| Directive |
Write out all the entries below again, replacing each "microphone" with "mic" and changing nothing else.

| A run of entries |
───
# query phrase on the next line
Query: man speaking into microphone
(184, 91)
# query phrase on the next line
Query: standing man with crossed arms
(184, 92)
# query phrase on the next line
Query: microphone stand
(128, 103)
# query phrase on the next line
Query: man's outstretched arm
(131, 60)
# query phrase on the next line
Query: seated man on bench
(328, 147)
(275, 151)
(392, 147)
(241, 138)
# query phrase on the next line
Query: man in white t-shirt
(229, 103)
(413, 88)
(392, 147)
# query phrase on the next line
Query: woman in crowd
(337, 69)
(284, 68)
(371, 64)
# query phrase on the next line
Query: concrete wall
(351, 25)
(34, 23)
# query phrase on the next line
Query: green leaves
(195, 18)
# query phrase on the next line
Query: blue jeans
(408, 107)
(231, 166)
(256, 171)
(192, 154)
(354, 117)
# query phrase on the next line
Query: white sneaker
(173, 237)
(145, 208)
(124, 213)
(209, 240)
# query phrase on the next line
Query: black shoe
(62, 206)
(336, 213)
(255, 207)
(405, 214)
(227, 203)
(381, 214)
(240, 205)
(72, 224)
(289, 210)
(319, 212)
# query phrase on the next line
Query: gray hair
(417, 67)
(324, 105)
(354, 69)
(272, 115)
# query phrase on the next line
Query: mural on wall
───
| Answer to the problem |
# query phrase on the next line
Query: man speaking into mic
(184, 91)
# query phrase on the next line
Query: standing man with crossed arms
(184, 92)
# query phrase on the next line
Query: mic stand
(128, 103)
# query phrase on the next line
Query: man's outstretched arm
(131, 60)
# query phrase on the next line
Query: seated man on bench
(328, 147)
(275, 151)
(392, 147)
(241, 138)
# query phrase on the next line
Query: man in white t-shirt
(229, 103)
(413, 88)
(392, 147)
# query phrase on the next line
Query: woman in crowd
(337, 69)
(284, 68)
(371, 64)
# query phrase on the next line
Query: concrete wall
(351, 25)
(34, 23)
# query phrase on the next line
Query: green leaves
(195, 18)
# query phrase on the next line
Query: blue jeans
(408, 107)
(231, 166)
(256, 171)
(192, 154)
(354, 117)
# query phrase on the next line
Query: white sneaker
(173, 237)
(145, 208)
(124, 213)
(209, 240)
# query phrase on the next line
Query: black shoe
(62, 206)
(336, 213)
(255, 207)
(405, 214)
(227, 203)
(381, 214)
(240, 205)
(72, 224)
(289, 210)
(319, 212)
# query phrase on the next line
Query: gray hair
(417, 67)
(324, 105)
(354, 69)
(272, 115)
# query phrase on the next line
Query: mural on wall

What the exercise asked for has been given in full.